▸ **Data provided**:
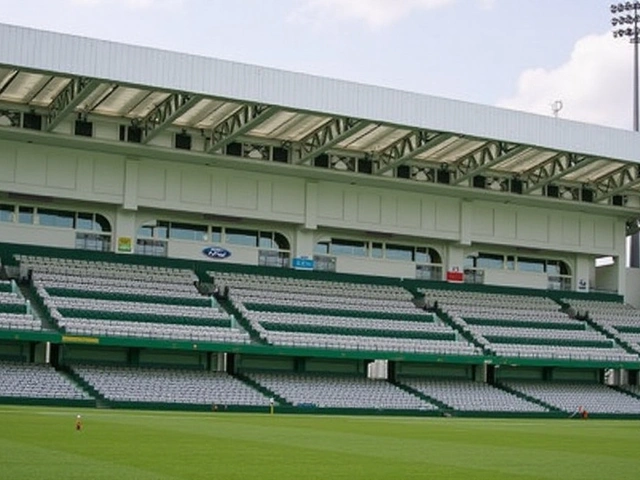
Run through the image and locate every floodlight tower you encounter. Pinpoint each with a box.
[611,2,640,267]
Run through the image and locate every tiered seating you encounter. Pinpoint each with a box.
[21,256,250,345]
[71,364,268,406]
[247,372,434,410]
[563,298,640,354]
[0,361,91,400]
[503,381,640,414]
[0,280,42,332]
[212,272,480,356]
[421,289,637,362]
[399,378,546,412]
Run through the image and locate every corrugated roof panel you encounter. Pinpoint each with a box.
[1,23,640,167]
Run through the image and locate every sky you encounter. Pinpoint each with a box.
[0,0,634,129]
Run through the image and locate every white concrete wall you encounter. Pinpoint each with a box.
[625,268,640,307]
[482,269,548,290]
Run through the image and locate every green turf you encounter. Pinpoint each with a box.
[0,406,639,479]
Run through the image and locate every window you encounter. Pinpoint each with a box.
[210,226,222,243]
[416,264,442,281]
[226,228,258,247]
[331,238,367,257]
[75,233,112,252]
[135,239,167,257]
[313,255,336,272]
[18,206,33,224]
[476,253,504,270]
[76,212,94,231]
[94,214,112,233]
[259,250,290,268]
[385,244,413,261]
[518,257,545,273]
[0,204,14,222]
[38,209,74,228]
[314,241,330,255]
[371,242,383,259]
[170,222,207,242]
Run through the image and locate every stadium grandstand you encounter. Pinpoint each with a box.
[2,22,640,418]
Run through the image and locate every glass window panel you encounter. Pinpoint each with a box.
[330,238,367,257]
[226,228,258,247]
[94,214,112,233]
[170,222,207,241]
[518,257,545,273]
[210,226,222,243]
[463,256,476,269]
[0,204,14,222]
[428,248,442,264]
[38,208,74,228]
[76,212,93,231]
[371,242,383,258]
[477,253,504,270]
[18,206,33,224]
[314,242,330,255]
[273,232,290,251]
[259,231,274,249]
[137,225,154,238]
[385,244,413,261]
[76,233,112,252]
[506,255,515,271]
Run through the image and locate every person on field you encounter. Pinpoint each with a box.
[75,414,83,431]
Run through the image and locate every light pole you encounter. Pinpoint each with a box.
[611,2,640,267]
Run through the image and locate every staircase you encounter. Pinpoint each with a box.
[18,282,58,331]
[234,372,291,406]
[435,307,488,354]
[391,380,452,412]
[216,296,268,345]
[494,382,563,413]
[57,365,110,408]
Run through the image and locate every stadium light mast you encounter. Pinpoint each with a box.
[611,2,640,267]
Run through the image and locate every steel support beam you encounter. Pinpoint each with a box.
[141,93,202,144]
[295,117,368,165]
[594,163,640,201]
[207,104,278,153]
[46,77,100,132]
[452,143,527,185]
[523,153,596,193]
[375,131,454,175]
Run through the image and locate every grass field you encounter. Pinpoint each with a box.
[0,406,639,480]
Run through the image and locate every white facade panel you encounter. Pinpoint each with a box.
[1,23,640,164]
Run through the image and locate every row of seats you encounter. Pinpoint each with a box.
[212,272,412,300]
[72,364,269,405]
[0,361,90,400]
[247,372,433,410]
[399,378,546,412]
[503,381,640,414]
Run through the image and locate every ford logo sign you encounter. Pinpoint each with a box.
[202,246,231,260]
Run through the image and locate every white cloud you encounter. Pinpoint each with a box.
[498,32,633,130]
[68,0,184,9]
[289,0,456,29]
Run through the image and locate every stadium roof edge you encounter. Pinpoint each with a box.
[1,22,639,165]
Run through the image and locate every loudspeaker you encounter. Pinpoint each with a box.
[472,175,486,188]
[612,195,625,206]
[437,169,450,184]
[175,132,192,150]
[511,179,523,194]
[226,142,242,156]
[396,165,411,179]
[74,119,93,137]
[23,113,42,131]
[547,185,559,198]
[581,188,594,203]
[272,146,289,163]
[314,154,329,168]
[358,158,372,174]
[127,126,142,143]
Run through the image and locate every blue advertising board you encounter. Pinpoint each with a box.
[292,257,314,270]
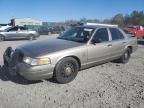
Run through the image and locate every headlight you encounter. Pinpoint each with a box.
[23,57,51,66]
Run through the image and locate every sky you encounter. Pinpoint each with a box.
[0,0,144,23]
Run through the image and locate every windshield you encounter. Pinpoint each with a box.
[58,27,95,43]
[0,25,11,31]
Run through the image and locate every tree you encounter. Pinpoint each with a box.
[42,10,144,28]
[111,14,125,27]
[102,19,111,24]
[125,10,144,25]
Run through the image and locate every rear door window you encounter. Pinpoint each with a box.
[20,27,28,31]
[8,27,18,31]
[110,28,124,40]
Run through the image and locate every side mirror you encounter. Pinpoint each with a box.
[91,38,101,44]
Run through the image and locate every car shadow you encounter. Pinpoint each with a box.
[138,39,144,45]
[0,65,42,85]
[3,38,33,41]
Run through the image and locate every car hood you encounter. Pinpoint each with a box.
[17,38,84,57]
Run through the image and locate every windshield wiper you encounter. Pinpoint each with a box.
[58,37,84,43]
[57,37,68,40]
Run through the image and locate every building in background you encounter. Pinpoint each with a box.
[10,18,43,31]
[10,18,42,26]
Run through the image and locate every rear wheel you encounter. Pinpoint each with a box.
[28,35,35,40]
[119,48,131,64]
[54,57,79,84]
[0,35,5,41]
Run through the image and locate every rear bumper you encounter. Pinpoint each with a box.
[35,32,40,38]
[35,34,40,38]
[132,44,138,53]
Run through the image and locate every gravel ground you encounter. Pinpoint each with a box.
[0,35,144,108]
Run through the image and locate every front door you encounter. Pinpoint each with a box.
[88,28,113,64]
[5,27,19,39]
[17,26,28,38]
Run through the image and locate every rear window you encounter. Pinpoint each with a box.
[8,27,18,31]
[20,27,28,30]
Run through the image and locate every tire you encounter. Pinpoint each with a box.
[0,35,5,41]
[119,48,131,64]
[4,58,8,66]
[54,57,79,84]
[28,35,35,40]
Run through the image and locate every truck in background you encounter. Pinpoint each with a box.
[124,26,144,39]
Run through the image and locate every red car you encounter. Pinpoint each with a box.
[124,26,144,39]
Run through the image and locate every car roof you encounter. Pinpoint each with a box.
[76,25,118,29]
[74,23,119,29]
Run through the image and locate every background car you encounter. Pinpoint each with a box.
[0,25,12,31]
[0,26,40,41]
[38,26,65,35]
[124,26,144,39]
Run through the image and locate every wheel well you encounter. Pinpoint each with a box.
[0,34,5,40]
[66,56,81,70]
[0,34,5,38]
[29,34,34,37]
[127,46,132,53]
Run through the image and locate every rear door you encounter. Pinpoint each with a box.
[17,27,28,38]
[108,28,126,57]
[87,28,113,64]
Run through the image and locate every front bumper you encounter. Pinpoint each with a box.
[3,47,54,81]
[17,63,54,80]
[35,32,40,38]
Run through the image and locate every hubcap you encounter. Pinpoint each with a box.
[65,67,72,75]
[62,62,74,77]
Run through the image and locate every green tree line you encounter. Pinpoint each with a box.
[66,10,144,27]
[111,10,144,27]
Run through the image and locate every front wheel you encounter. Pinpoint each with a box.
[54,57,79,84]
[119,48,131,64]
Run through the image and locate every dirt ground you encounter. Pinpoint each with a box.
[0,35,144,108]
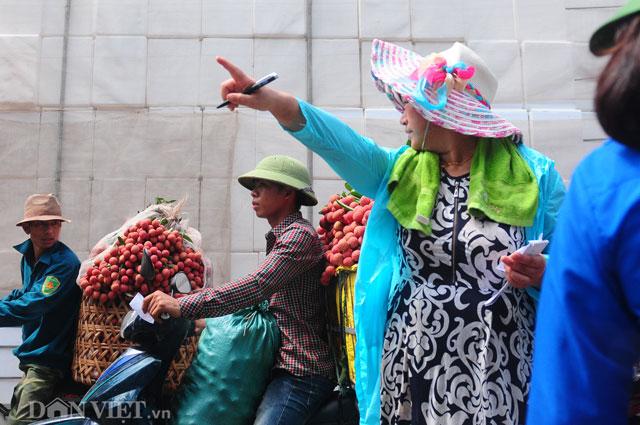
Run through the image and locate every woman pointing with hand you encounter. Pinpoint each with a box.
[217,41,565,425]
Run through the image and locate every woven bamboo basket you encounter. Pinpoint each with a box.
[71,297,198,392]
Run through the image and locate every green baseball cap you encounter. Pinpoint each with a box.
[238,155,318,206]
[590,0,640,55]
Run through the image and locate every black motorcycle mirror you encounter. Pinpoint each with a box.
[140,248,155,282]
[119,249,154,339]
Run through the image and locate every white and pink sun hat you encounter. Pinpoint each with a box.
[370,39,521,140]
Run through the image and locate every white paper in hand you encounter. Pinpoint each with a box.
[496,238,549,272]
[129,293,155,324]
[487,237,549,306]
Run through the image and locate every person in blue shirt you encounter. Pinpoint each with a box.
[1,194,81,425]
[527,1,640,424]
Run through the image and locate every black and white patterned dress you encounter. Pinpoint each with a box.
[381,170,536,425]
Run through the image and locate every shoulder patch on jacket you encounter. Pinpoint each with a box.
[42,276,61,296]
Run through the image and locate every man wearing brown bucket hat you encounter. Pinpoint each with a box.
[144,155,335,424]
[0,194,81,425]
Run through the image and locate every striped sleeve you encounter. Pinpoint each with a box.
[179,224,320,319]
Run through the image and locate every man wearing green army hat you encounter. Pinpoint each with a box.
[143,155,335,424]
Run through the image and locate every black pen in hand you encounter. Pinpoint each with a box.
[217,72,279,109]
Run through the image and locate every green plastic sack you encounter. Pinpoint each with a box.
[172,302,280,425]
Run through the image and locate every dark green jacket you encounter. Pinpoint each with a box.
[0,240,81,371]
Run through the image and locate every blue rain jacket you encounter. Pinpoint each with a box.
[287,100,566,425]
[527,140,640,425]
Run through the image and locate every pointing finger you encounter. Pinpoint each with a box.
[217,56,252,84]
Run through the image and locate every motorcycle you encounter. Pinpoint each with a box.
[32,248,358,425]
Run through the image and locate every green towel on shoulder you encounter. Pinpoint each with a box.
[387,138,539,235]
[468,138,539,226]
[387,148,440,235]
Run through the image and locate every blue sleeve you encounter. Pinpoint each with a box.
[285,100,395,199]
[541,164,566,245]
[0,261,80,326]
[3,288,23,302]
[525,156,566,301]
[527,163,640,424]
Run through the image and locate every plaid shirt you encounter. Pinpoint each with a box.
[179,212,334,379]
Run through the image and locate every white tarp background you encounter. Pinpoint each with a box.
[0,108,238,294]
[0,0,621,407]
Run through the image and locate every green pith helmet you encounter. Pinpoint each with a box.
[238,155,318,206]
[590,0,640,54]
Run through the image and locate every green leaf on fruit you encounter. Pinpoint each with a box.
[117,236,125,246]
[336,199,354,212]
[344,182,362,198]
[154,197,176,205]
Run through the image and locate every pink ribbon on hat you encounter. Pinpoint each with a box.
[423,58,475,87]
[410,56,477,111]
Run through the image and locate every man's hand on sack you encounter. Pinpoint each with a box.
[142,290,182,321]
[194,319,207,336]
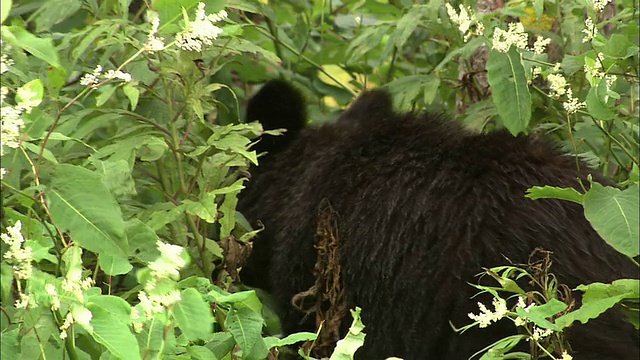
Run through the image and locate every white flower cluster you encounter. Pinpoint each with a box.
[132,241,187,331]
[1,54,13,74]
[445,3,485,42]
[529,326,553,341]
[590,0,611,12]
[46,283,61,311]
[79,65,132,88]
[532,36,551,55]
[468,296,508,328]
[582,17,597,43]
[59,312,74,339]
[558,351,573,360]
[1,221,33,280]
[176,3,228,52]
[545,73,586,114]
[144,11,165,53]
[492,22,528,53]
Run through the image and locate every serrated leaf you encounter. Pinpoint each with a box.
[87,296,140,360]
[584,183,639,258]
[487,48,531,135]
[525,186,584,204]
[47,164,128,256]
[173,288,214,341]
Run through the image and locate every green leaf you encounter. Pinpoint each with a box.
[532,0,544,19]
[0,328,19,360]
[17,79,44,108]
[31,0,82,32]
[584,183,639,258]
[206,332,236,358]
[3,26,61,68]
[555,280,639,329]
[1,0,11,24]
[173,288,214,341]
[330,308,366,360]
[516,299,567,331]
[47,67,67,98]
[264,332,318,349]
[487,48,531,135]
[123,83,140,111]
[525,186,584,204]
[48,164,128,256]
[96,85,117,107]
[224,307,264,358]
[138,136,168,161]
[87,296,141,360]
[586,80,616,121]
[99,253,133,275]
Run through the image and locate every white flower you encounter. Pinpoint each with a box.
[59,312,74,340]
[445,3,484,42]
[531,36,551,55]
[176,3,227,52]
[80,65,103,88]
[492,22,528,53]
[562,89,585,114]
[15,293,33,309]
[547,74,567,98]
[103,69,132,82]
[45,283,61,311]
[584,54,605,80]
[529,326,554,341]
[590,0,611,12]
[0,54,13,74]
[148,241,186,279]
[468,297,508,328]
[1,221,33,280]
[553,63,562,72]
[582,17,598,43]
[144,11,165,53]
[558,351,573,360]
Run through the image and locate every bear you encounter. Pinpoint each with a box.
[238,80,639,359]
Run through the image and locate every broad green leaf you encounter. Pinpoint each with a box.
[1,329,19,360]
[4,26,61,68]
[99,253,133,275]
[31,0,82,32]
[183,198,217,223]
[48,164,128,256]
[186,345,217,360]
[47,67,68,98]
[225,307,264,358]
[62,245,84,282]
[1,0,11,24]
[532,0,544,19]
[138,137,168,161]
[126,219,160,262]
[95,85,117,107]
[330,307,366,360]
[173,288,214,341]
[586,80,616,121]
[87,296,140,360]
[487,48,531,135]
[555,280,639,329]
[525,186,584,204]
[584,183,639,257]
[217,290,263,315]
[516,298,567,331]
[16,79,44,108]
[386,75,439,111]
[206,332,236,359]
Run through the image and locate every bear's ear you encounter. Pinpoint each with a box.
[246,80,307,155]
[336,89,394,124]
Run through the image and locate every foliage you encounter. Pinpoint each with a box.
[0,0,638,359]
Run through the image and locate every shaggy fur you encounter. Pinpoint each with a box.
[239,81,639,359]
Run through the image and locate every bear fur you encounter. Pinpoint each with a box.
[239,80,639,359]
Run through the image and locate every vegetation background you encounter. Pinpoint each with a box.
[0,0,637,359]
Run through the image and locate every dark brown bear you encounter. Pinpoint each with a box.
[239,80,639,359]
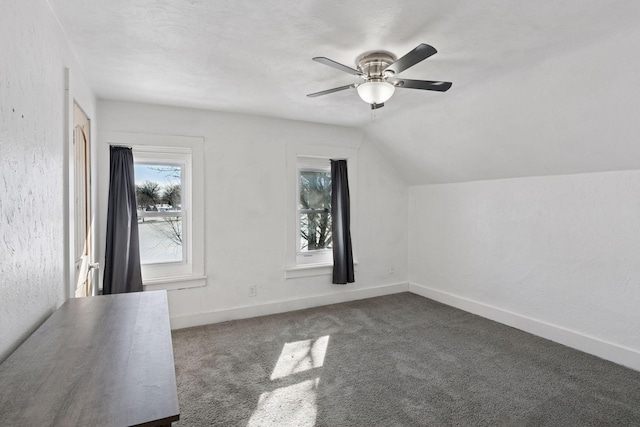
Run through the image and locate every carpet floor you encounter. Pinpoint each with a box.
[171,292,640,426]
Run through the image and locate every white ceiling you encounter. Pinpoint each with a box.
[48,0,640,183]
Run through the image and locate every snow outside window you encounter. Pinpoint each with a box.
[134,162,185,265]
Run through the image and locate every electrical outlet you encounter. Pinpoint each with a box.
[248,285,257,297]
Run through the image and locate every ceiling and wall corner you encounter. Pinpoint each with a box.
[45,0,640,184]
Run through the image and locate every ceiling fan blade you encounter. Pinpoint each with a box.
[384,44,437,75]
[395,79,452,92]
[371,103,385,110]
[307,83,356,98]
[313,57,363,76]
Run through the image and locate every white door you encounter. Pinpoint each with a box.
[73,102,96,297]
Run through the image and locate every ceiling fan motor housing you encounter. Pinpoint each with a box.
[357,52,397,81]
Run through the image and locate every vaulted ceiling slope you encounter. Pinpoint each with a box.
[48,0,640,184]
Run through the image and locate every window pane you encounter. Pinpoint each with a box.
[299,171,331,210]
[299,170,332,252]
[135,163,183,264]
[300,212,332,251]
[138,216,183,264]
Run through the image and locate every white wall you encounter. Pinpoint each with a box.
[409,171,640,370]
[97,101,408,327]
[0,0,96,362]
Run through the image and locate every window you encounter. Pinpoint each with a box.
[285,145,358,278]
[134,162,184,264]
[297,159,332,265]
[100,132,205,290]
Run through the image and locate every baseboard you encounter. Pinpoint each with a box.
[170,282,409,330]
[409,282,640,372]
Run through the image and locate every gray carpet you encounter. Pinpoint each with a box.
[171,292,640,426]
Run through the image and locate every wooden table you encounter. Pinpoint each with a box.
[0,291,180,426]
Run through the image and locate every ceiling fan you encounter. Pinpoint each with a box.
[307,43,452,109]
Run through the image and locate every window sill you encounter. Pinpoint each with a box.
[143,275,207,291]
[285,260,357,279]
[285,263,332,279]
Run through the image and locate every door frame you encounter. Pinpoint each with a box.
[73,101,93,297]
[65,67,98,299]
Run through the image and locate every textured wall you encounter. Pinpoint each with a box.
[409,171,640,364]
[0,1,94,362]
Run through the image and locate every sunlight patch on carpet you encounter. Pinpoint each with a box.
[270,335,329,380]
[247,378,321,426]
[247,336,330,426]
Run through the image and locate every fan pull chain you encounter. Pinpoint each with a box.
[371,109,377,123]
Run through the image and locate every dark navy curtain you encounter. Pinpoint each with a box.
[331,159,354,284]
[103,146,143,294]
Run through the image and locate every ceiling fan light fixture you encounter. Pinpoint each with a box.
[356,80,395,104]
[308,44,451,107]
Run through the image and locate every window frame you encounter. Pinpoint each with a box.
[99,132,205,291]
[296,159,333,266]
[285,144,358,279]
[134,150,189,268]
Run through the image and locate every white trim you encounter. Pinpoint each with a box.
[285,263,332,279]
[144,275,207,291]
[296,160,332,265]
[134,147,192,277]
[64,68,72,299]
[409,282,640,372]
[65,69,98,298]
[170,282,408,330]
[284,260,359,279]
[285,144,359,274]
[298,156,332,170]
[97,131,205,292]
[101,131,202,148]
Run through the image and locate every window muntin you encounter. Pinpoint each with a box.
[134,163,184,265]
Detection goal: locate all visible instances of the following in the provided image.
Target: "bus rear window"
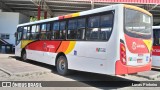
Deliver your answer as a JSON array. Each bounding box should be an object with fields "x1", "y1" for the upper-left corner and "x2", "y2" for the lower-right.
[{"x1": 125, "y1": 8, "x2": 152, "y2": 39}]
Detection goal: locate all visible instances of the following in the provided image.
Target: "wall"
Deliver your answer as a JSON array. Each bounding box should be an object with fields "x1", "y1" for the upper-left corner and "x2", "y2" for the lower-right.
[
  {"x1": 0, "y1": 12, "x2": 19, "y2": 45},
  {"x1": 0, "y1": 12, "x2": 29, "y2": 45},
  {"x1": 19, "y1": 13, "x2": 30, "y2": 24}
]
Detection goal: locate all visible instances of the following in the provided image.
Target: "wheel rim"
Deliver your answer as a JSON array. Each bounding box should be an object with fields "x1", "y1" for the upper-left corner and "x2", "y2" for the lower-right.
[{"x1": 58, "y1": 59, "x2": 66, "y2": 72}]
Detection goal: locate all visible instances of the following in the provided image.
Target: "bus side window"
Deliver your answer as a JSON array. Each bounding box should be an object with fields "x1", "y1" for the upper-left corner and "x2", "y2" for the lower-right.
[
  {"x1": 153, "y1": 29, "x2": 160, "y2": 45},
  {"x1": 60, "y1": 21, "x2": 66, "y2": 39},
  {"x1": 77, "y1": 18, "x2": 86, "y2": 40},
  {"x1": 40, "y1": 24, "x2": 47, "y2": 40},
  {"x1": 22, "y1": 27, "x2": 28, "y2": 40},
  {"x1": 40, "y1": 23, "x2": 50, "y2": 40},
  {"x1": 31, "y1": 25, "x2": 35, "y2": 39},
  {"x1": 86, "y1": 12, "x2": 114, "y2": 41},
  {"x1": 27, "y1": 26, "x2": 31, "y2": 40},
  {"x1": 68, "y1": 19, "x2": 77, "y2": 39},
  {"x1": 86, "y1": 16, "x2": 100, "y2": 40},
  {"x1": 16, "y1": 27, "x2": 23, "y2": 45},
  {"x1": 46, "y1": 23, "x2": 51, "y2": 40},
  {"x1": 100, "y1": 13, "x2": 113, "y2": 40},
  {"x1": 36, "y1": 25, "x2": 40, "y2": 39},
  {"x1": 31, "y1": 25, "x2": 39, "y2": 40},
  {"x1": 52, "y1": 22, "x2": 60, "y2": 39}
]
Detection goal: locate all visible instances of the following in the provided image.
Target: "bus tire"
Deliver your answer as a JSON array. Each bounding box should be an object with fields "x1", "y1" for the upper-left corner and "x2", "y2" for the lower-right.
[
  {"x1": 21, "y1": 50, "x2": 27, "y2": 61},
  {"x1": 56, "y1": 55, "x2": 70, "y2": 75}
]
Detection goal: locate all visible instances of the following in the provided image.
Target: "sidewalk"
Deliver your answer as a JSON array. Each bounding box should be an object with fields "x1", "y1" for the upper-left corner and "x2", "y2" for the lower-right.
[{"x1": 0, "y1": 54, "x2": 51, "y2": 76}]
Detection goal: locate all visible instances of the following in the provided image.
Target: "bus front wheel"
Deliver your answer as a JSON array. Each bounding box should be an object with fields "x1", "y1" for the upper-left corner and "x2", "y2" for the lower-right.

▸ **Your objective**:
The expected output is each line of the records above that includes the word "Target".

▸ **Output below**:
Target: "bus rear window"
Target: "wall"
Target: "wheel rim"
Target: "bus side window"
Target: "bus tire"
Target: "sidewalk"
Target: "bus front wheel"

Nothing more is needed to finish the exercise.